*Task A*: How many lines of the records contain the string "petal"? Case matters, so count only exact matches and reply with the number alone.

*Text to read*:
+ + + + +
Easy! So, $K \leq \ker(\varphi)$, and so $\varphi$ descends to give a well-defined homomorphism $f : R \otimes_R M \to M$. In particular, $f(r \otimes m) = \varphi((r,m)) = rm$, just as we wanted.
So, we've constructed the desired map, and we just need to show it's an isomorphism. This is the easier part: define $g : M \to R \otimes_R M$ by $g(m) = 1 \otimes m$, and just check that $f \circ g = \operatorname{id}_M$ and $g \circ f = \operatorname{id}_{R \otimes_R M}$. Done!
Quick note: What we did here is construct an isomorphism of abelian groups, but it turns out that $R \otimes_R M$ has a natural left $R$-module structure given by $s(r \otimes m) = sr \otimes m$, and indeed this isomorphism is also $R$-linear.
This was quite long, but it's important to go through all of this detail at first. Let me highlight the key strategy though: to understand a tensor product, we must construct homomorphisms to and from it. Since the tensor product is a quotient of a free group, we have a standard toolkit for building homomorphisms from a tensor product! We first define a homomorphism from the free group, which really means defining an arbitrary function from its basis. Then we check that $K$ lies in the kernel of this homomorphism, which really means checking that our function on the basis was "bilinear" (or if you prefer, this is what "bilinear" means). That's all we have to do! So,
Slogan Homomorphisms $M \otimes_R N \to A$ are "the same as" bilinear functions $M \times N \to A$.
The formalized version of this slogan is called the universal property of tensor products.
Anyway, that handles $\mathbb{Z} \otimes_{\mathbb{Z}} \mathbb{F}_p \cong \mathbb{F}_p$.
Next, let's do $\mathbb{Q} \otimes_{\mathbb{Z}} \mathbb{F}_p$. Here, we'll reason more directly to show that this abelian group is trivial. Since $\mathbb{Q} \otimes_{\mathbb{Z}} \mathbb{F}_p$ is generated by simple tensors, it suffices to show that every simple tensor is $0$. So why should that happen?
First: any simple tensor of the form $u \otimes 0$ or $0 \otimes v$ is equal to $0$. Why? Because $(u,0) = (u,0) + (u,0) - (u,0+0) \in K$, so $u \otimes 0 = 0$ (and likewise on the other side for $0 \otimes v$).
So, if we start with a simple tensor in $\mathbb{Q} \otimes_{\mathbb{Z}} \mathbb{F}_p$, we'd like to manipulate it into the form $u \otimes 0$ or $0 \otimes v$. Here's one nice observation: scaling any element of $\mathbb{F}_p$ by $p$ yields $0$. So, $$xp \otimes y = x \otimes py = x \otimes 0 = 0$$ for any $x \in \mathbb{Q}$ and $y \in \mathbb{F}_p$. But every element of $\mathbb{Q}$ is of the form $xp$, because every element of $\mathbb{Q}$ is divisible by $p$! Putting this all together:
Let $x \in \mathbb{Q}$ and $y \in \mathbb{F}_p$ be arbitrary. Then $$x \otimes y = (\frac{x}{p} p) \otimes y = \frac{x}{p} \otimes (py) = \frac{x}{p} \otimes 0 = 0.$$ Thus, every simple tensor in $\mathbb{Q} \otimes_\mathbb{Z} \mathbb{F}_p$ is $0$. Since $\mathbb{Q} \otimes_\mathbb{Z} \mathbb{F}_p$ is generated by simple tensors, $\mathbb{Q} \otimes_\mathbb{Z} \mathbb{F}_p = 0$.
Can you answer your final question, about the isomorphism $$\frac{\mathbb{Z} \otimes_{\mathbb{Z}} \mathbb{Z}_n}{n(\mathbb{Z} \otimes_{\mathbb{Z}} \mathbb{Z}_n)} \cong \frac{\mathbb{Z}_n}{n\mathbb{Z}_n}?$$
+ + + + +
*Task B*:
Answer these questions using the tensor product text above:
(i) What formula defines the map g from M to R ⊗_R M?
(ii) What is the formalized version of the slogan about homomorphisms and bilinear functions called?
(iii) What does scaling any element of F_p by p yield?

*Information shown*:
+ + + + +
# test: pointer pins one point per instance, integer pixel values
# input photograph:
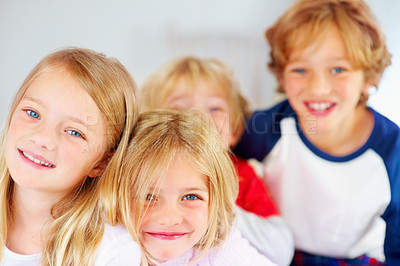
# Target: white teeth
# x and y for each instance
(37, 161)
(320, 106)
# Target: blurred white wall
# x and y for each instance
(145, 34)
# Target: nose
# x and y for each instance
(319, 84)
(44, 136)
(169, 215)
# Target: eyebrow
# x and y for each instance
(203, 189)
(72, 118)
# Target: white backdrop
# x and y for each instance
(145, 34)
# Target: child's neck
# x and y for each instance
(31, 215)
(346, 139)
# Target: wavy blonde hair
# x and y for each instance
(364, 40)
(158, 138)
(162, 83)
(78, 224)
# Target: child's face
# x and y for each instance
(206, 99)
(177, 215)
(322, 85)
(56, 136)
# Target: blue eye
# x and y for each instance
(337, 70)
(74, 133)
(32, 113)
(190, 197)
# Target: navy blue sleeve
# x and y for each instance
(387, 145)
(262, 131)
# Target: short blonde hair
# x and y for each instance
(78, 223)
(158, 138)
(364, 40)
(162, 83)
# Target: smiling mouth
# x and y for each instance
(167, 235)
(37, 161)
(320, 106)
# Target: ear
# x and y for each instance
(234, 139)
(100, 167)
(279, 77)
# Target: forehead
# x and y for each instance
(57, 91)
(181, 174)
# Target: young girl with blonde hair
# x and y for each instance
(182, 188)
(70, 119)
(209, 85)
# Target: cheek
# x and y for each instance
(199, 219)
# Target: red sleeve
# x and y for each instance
(253, 194)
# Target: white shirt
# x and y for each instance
(117, 248)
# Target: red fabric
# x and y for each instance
(253, 194)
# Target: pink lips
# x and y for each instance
(319, 108)
(40, 165)
(167, 235)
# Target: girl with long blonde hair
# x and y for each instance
(178, 191)
(68, 123)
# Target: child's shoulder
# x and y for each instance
(384, 124)
(117, 245)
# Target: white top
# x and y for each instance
(236, 251)
(117, 248)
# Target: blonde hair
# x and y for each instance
(364, 40)
(159, 137)
(162, 83)
(78, 223)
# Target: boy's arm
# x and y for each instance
(271, 236)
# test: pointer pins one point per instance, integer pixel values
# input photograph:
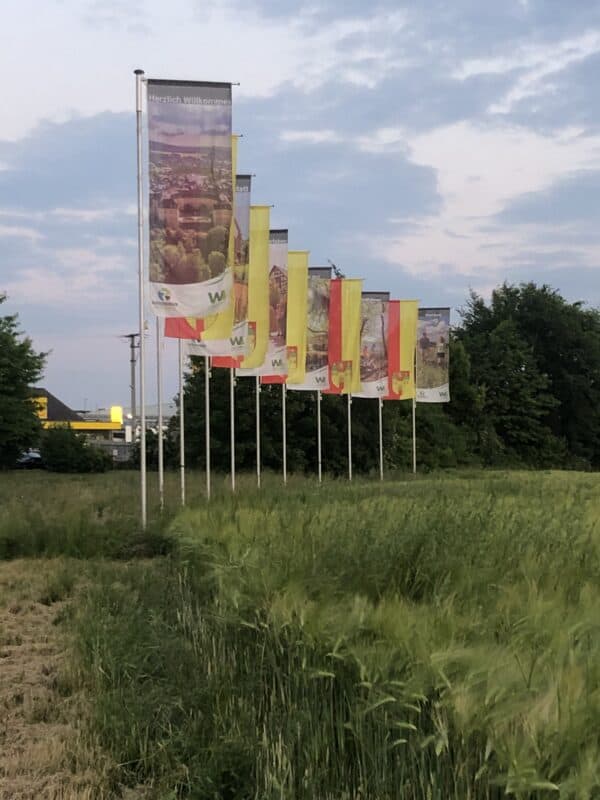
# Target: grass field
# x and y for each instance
(430, 639)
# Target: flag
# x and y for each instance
(191, 197)
(273, 363)
(258, 290)
(212, 335)
(297, 315)
(374, 344)
(233, 352)
(316, 374)
(184, 327)
(402, 337)
(344, 335)
(433, 335)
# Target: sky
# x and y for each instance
(430, 148)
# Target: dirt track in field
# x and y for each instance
(41, 753)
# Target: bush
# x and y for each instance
(63, 450)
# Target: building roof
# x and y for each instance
(57, 411)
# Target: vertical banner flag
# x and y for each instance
(191, 197)
(274, 363)
(211, 334)
(297, 316)
(433, 381)
(402, 341)
(257, 337)
(344, 335)
(374, 344)
(316, 375)
(232, 355)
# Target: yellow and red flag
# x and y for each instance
(402, 342)
(297, 316)
(344, 335)
(257, 338)
(374, 344)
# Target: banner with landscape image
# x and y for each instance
(316, 370)
(224, 335)
(433, 380)
(191, 197)
(374, 344)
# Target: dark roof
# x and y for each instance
(57, 411)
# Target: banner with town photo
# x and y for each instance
(374, 344)
(433, 334)
(224, 335)
(316, 375)
(191, 197)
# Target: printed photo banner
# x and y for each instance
(257, 336)
(191, 197)
(316, 371)
(274, 364)
(433, 381)
(402, 341)
(374, 344)
(344, 335)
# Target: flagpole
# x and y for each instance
(414, 415)
(284, 429)
(161, 460)
(258, 431)
(232, 424)
(181, 425)
(349, 436)
(141, 309)
(319, 459)
(380, 400)
(207, 421)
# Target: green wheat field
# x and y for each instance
(434, 638)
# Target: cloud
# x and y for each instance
(237, 43)
(534, 65)
(574, 198)
(20, 232)
(324, 136)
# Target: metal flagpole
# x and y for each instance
(349, 436)
(232, 424)
(207, 421)
(181, 425)
(140, 189)
(161, 460)
(380, 438)
(414, 436)
(319, 459)
(284, 429)
(258, 431)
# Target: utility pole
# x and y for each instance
(133, 346)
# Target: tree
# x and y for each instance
(63, 450)
(557, 345)
(20, 368)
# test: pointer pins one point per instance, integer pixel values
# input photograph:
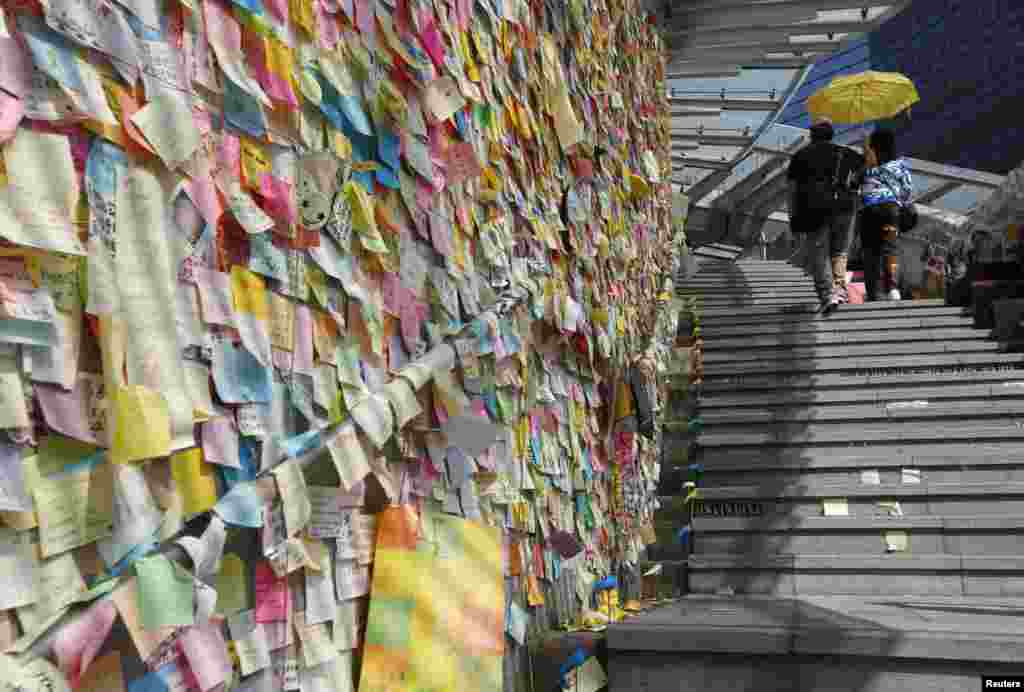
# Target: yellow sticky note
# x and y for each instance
(103, 675)
(255, 163)
(195, 480)
(249, 293)
(74, 509)
(141, 425)
(836, 508)
(282, 322)
(232, 587)
(896, 542)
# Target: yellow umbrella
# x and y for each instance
(867, 95)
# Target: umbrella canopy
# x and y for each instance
(864, 96)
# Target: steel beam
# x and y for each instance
(936, 192)
(738, 52)
(726, 103)
(762, 34)
(705, 72)
(695, 112)
(713, 139)
(707, 164)
(710, 182)
(932, 169)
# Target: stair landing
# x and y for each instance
(905, 414)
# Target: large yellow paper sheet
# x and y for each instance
(437, 607)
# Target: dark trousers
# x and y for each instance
(876, 246)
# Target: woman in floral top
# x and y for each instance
(886, 187)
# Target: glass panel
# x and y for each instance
(963, 200)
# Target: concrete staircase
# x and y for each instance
(862, 496)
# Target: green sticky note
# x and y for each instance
(166, 597)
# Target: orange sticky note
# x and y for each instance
(249, 293)
(195, 480)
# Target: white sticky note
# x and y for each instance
(892, 507)
(836, 508)
(896, 542)
(910, 476)
(870, 477)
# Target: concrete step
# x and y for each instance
(850, 350)
(876, 395)
(878, 325)
(879, 432)
(738, 371)
(818, 644)
(808, 311)
(997, 537)
(896, 411)
(871, 377)
(891, 455)
(719, 291)
(814, 489)
(869, 574)
(700, 283)
(825, 339)
(969, 472)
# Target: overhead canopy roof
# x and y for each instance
(733, 66)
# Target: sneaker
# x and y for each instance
(840, 296)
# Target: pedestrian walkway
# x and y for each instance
(860, 520)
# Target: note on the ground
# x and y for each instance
(870, 477)
(896, 542)
(250, 642)
(166, 597)
(591, 677)
(910, 476)
(836, 507)
(74, 509)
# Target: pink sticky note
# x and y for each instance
(432, 42)
(204, 648)
(280, 201)
(11, 113)
(393, 294)
(75, 414)
(271, 595)
(204, 195)
(230, 156)
(78, 643)
(215, 296)
(412, 315)
(279, 8)
(365, 13)
(303, 361)
(440, 234)
(16, 74)
(328, 32)
(220, 442)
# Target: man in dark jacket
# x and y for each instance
(822, 205)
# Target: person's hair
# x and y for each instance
(884, 144)
(822, 132)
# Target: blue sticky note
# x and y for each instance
(239, 377)
(254, 7)
(388, 146)
(242, 111)
(300, 444)
(243, 506)
(101, 166)
(51, 52)
(249, 453)
(135, 554)
(158, 681)
(351, 107)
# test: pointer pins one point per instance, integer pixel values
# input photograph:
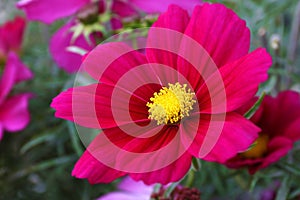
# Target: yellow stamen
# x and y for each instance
(258, 149)
(171, 104)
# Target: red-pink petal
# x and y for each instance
(48, 11)
(280, 112)
(89, 167)
(1, 131)
(158, 6)
(235, 135)
(293, 130)
(241, 79)
(60, 41)
(11, 35)
(220, 31)
(135, 187)
(14, 72)
(78, 105)
(172, 173)
(277, 148)
(14, 114)
(113, 55)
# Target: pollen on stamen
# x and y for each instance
(171, 104)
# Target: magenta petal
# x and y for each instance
(240, 82)
(277, 147)
(172, 173)
(78, 105)
(14, 114)
(14, 72)
(59, 43)
(11, 35)
(1, 131)
(89, 167)
(237, 134)
(280, 112)
(23, 73)
(158, 6)
(113, 55)
(293, 130)
(136, 187)
(48, 11)
(216, 28)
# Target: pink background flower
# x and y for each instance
(237, 73)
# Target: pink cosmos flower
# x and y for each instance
(85, 12)
(175, 105)
(14, 115)
(279, 120)
(137, 190)
(11, 35)
(130, 190)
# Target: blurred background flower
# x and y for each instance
(14, 114)
(37, 162)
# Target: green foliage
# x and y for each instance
(37, 163)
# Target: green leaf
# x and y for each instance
(170, 189)
(196, 164)
(255, 107)
(36, 141)
(75, 139)
(284, 188)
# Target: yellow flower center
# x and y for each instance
(171, 104)
(258, 149)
+ + + + +
*Full answer A*: 2

*Full answer B*:
(i) g(m) = 1 ⊗ m
(ii) The universal property of tensor products
(iii) 0